Data to process:
────────────────────

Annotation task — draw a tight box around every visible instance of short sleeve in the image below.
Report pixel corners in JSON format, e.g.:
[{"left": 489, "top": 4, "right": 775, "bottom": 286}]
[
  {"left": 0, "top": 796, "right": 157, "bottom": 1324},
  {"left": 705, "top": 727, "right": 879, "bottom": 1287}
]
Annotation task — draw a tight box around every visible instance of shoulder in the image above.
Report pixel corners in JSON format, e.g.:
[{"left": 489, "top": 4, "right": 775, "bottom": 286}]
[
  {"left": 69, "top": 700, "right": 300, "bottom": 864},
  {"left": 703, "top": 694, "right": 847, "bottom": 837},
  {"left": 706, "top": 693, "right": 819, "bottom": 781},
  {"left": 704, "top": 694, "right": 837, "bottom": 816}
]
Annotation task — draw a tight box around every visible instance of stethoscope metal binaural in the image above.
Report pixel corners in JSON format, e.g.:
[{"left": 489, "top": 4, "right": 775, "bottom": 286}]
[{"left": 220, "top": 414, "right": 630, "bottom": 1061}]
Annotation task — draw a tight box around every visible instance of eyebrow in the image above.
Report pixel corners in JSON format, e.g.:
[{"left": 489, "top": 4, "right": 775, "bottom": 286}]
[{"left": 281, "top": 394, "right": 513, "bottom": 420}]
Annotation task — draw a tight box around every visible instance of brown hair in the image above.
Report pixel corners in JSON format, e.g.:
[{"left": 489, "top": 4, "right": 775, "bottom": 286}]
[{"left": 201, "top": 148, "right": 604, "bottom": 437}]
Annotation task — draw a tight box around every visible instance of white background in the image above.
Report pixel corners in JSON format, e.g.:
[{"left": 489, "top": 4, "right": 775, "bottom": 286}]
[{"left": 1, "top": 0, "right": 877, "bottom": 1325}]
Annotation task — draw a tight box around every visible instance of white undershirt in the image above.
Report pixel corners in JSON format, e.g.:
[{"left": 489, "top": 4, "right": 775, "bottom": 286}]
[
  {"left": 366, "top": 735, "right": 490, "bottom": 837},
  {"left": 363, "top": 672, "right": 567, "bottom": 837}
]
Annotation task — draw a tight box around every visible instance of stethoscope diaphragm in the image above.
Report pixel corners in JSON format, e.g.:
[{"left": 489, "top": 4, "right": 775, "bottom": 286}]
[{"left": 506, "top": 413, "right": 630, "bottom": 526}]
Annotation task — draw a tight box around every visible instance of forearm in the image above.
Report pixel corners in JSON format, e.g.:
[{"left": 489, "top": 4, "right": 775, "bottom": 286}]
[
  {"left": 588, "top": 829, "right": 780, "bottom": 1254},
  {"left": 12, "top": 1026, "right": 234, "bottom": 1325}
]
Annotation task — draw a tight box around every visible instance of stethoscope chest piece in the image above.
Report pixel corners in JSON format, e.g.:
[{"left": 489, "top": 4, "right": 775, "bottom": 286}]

────────────────────

Problem statement:
Copy out each line of the data in which the word "task" appears.

Solution for this problem:
Annotation task — draw a tight box around every visible instance of short sleeve in the image below.
Annotation task — draw a tight box around every visible instance of shoulder in the image above.
Annotation task — draw a tight box around every visible instance of stethoscope metal binaural in the image above.
Annotation task — draw a tight box around every visible instance of eyebrow in the image above.
Annotation task — draw a tight box around every visible instance of brown hair in the image above.
Annotation task — draw a tight box around every visible instance of white background in the image above.
Annotation task — draw a tight box around every visible instance of white undershirt in the image above.
Annotation task — draw a tight box around every visible instance of stethoscope diaphragm in the image above.
Annotation task — draw a tight box around every visible instance of forearm in the image above.
Annotation task — draw a tight box around every visible instance of stethoscope chest piece in the image above.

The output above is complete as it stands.